## Work to do
Copy the lines verbatim, beginning with the line that contains "# test: point at every instance of the white cloud, one" and continuing through the end of the data, and only those lines.

## Source records

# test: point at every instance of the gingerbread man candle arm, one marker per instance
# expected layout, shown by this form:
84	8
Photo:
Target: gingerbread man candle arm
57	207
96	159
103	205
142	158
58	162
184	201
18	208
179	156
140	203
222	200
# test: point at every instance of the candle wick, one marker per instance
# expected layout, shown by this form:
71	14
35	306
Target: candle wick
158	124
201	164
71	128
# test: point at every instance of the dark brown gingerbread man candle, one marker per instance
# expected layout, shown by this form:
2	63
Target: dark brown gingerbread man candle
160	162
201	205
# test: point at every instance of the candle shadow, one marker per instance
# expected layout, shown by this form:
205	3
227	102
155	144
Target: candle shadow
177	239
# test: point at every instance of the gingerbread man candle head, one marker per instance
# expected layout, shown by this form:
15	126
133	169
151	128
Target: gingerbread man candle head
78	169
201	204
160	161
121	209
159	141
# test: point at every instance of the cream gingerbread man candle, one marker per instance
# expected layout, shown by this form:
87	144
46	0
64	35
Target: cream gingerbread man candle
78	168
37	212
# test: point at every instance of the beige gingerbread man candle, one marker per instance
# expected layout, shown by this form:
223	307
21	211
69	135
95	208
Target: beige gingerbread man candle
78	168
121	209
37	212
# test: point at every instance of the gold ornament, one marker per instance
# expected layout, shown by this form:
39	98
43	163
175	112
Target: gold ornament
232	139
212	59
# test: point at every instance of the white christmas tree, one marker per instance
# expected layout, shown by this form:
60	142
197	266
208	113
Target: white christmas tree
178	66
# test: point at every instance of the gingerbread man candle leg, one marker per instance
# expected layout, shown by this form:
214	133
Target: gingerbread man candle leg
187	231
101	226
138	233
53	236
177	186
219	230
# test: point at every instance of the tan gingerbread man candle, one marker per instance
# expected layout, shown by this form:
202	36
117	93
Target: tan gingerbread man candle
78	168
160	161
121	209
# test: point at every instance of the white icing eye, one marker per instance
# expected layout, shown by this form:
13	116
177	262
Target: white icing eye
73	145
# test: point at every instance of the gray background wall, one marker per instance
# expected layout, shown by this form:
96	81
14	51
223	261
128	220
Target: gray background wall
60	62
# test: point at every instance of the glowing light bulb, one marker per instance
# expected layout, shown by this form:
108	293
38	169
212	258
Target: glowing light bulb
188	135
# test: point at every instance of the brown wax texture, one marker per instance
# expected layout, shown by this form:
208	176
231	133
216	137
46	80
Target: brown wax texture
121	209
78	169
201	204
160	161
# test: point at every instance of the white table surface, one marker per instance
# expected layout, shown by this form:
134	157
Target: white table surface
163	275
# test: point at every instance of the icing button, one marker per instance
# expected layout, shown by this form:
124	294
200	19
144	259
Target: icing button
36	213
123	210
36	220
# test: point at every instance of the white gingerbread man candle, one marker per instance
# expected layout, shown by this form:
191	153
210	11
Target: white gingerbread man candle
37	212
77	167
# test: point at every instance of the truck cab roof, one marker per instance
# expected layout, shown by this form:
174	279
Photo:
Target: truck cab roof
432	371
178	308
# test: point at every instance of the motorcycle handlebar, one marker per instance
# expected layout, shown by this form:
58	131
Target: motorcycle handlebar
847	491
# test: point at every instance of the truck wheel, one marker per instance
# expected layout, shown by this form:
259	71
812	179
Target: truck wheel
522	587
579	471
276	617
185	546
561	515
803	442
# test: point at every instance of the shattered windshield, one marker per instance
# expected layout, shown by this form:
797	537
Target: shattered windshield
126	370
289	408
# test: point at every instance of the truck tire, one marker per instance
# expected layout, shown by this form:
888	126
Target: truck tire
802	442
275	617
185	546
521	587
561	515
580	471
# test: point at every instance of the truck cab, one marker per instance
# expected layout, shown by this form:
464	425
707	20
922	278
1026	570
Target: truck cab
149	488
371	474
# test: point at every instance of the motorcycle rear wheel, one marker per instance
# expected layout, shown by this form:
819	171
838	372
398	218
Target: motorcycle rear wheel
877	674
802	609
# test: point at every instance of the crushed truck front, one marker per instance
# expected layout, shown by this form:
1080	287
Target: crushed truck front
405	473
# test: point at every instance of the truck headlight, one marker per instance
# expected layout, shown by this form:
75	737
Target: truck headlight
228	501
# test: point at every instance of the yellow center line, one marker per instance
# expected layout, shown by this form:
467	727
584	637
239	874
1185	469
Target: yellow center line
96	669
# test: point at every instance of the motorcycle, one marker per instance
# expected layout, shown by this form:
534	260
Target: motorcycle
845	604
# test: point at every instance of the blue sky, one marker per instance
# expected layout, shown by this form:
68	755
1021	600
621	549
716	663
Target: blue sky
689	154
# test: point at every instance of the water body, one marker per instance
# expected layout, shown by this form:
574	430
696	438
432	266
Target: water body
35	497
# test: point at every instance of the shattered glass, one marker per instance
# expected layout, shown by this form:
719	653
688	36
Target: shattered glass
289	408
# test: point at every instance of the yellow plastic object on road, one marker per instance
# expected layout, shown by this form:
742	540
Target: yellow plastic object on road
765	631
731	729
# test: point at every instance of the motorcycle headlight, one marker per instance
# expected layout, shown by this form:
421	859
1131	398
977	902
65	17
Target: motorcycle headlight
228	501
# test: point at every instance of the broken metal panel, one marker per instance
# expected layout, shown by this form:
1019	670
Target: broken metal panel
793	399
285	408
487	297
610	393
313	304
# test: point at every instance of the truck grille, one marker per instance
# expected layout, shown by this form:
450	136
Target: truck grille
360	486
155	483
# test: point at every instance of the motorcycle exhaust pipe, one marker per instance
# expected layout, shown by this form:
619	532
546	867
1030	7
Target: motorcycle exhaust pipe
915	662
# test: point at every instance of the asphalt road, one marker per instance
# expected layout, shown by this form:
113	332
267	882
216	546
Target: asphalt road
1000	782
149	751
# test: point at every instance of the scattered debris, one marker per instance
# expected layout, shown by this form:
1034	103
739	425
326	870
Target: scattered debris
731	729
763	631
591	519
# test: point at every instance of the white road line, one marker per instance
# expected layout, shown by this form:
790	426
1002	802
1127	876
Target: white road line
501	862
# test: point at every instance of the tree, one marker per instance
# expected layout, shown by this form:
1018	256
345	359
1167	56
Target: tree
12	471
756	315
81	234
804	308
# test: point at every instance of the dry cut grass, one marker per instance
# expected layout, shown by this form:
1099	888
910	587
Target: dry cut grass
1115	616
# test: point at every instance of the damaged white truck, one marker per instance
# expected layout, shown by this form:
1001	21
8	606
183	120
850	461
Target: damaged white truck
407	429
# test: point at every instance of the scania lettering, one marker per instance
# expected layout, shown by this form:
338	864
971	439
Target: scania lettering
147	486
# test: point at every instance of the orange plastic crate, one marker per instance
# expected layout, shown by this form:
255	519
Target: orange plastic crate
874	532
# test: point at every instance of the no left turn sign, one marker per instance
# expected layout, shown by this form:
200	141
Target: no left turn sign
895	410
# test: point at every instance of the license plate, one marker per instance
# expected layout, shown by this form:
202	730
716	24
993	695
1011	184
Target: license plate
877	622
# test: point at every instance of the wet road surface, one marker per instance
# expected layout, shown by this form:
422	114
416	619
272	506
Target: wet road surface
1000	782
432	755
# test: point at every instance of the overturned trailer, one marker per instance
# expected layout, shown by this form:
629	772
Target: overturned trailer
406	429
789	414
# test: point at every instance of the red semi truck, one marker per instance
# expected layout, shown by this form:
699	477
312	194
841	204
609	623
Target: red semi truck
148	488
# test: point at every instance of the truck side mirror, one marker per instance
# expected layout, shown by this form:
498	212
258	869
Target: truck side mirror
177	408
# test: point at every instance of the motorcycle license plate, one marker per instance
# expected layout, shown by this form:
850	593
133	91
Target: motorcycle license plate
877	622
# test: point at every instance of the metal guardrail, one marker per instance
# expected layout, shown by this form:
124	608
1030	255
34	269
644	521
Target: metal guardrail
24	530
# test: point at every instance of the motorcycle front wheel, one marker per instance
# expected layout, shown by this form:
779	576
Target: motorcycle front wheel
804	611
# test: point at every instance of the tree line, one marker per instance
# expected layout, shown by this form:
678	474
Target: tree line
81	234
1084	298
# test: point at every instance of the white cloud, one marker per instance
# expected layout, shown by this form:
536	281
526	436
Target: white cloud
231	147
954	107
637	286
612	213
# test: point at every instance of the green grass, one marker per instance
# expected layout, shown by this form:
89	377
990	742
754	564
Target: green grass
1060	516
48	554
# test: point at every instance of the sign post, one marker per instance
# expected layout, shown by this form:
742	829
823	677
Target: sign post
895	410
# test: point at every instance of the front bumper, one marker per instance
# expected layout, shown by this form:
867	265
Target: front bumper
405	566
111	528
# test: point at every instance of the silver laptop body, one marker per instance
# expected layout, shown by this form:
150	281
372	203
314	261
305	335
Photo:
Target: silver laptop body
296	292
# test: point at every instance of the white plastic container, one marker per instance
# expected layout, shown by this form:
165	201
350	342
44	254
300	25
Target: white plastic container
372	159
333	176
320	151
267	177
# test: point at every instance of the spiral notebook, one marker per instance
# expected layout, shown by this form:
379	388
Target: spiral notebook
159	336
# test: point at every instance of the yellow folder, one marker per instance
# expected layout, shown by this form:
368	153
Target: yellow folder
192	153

## The output
# test: point at every instance of the white cloud, one marker per instance
# expected layout, shown by this form:
536	281
526	436
Target: white cloud
231	147
954	107
637	286
612	213
# test: point at every instance of the green grass, one marker per instance
# expected layout, shown by this form:
89	377
990	742
754	564
Target: green grass
1060	516
48	554
# test: point at every instance of the sign post, one marker per instance
# expected layout, shown by this form:
742	829
823	677
Target: sign post
895	410
# test: point at every instance of the front bumper, one marker per instance
# expected layout, shown by this form:
867	265
Target: front bumper
405	566
111	528
# test: point at every instance of the silver laptop body, one marker per instance
# expected layout, shown by this form:
150	281
372	203
314	261
305	335
Photo:
Target: silver laptop body
296	292
# test: point at every instance of the white plastic container, one marker per instance
# expected layout, shown by this form:
165	201
350	342
44	254
300	25
Target: white plastic container
372	159
333	176
320	151
267	177
# test: point at every instance of the spiral notebook, one marker per instance
# expected layout, shown by this form:
379	388
Target: spiral notebook
159	336
# test: point at every instance of the yellow folder, one marker per instance
# expected layout, shown by this form:
368	153
Target: yellow folder
192	153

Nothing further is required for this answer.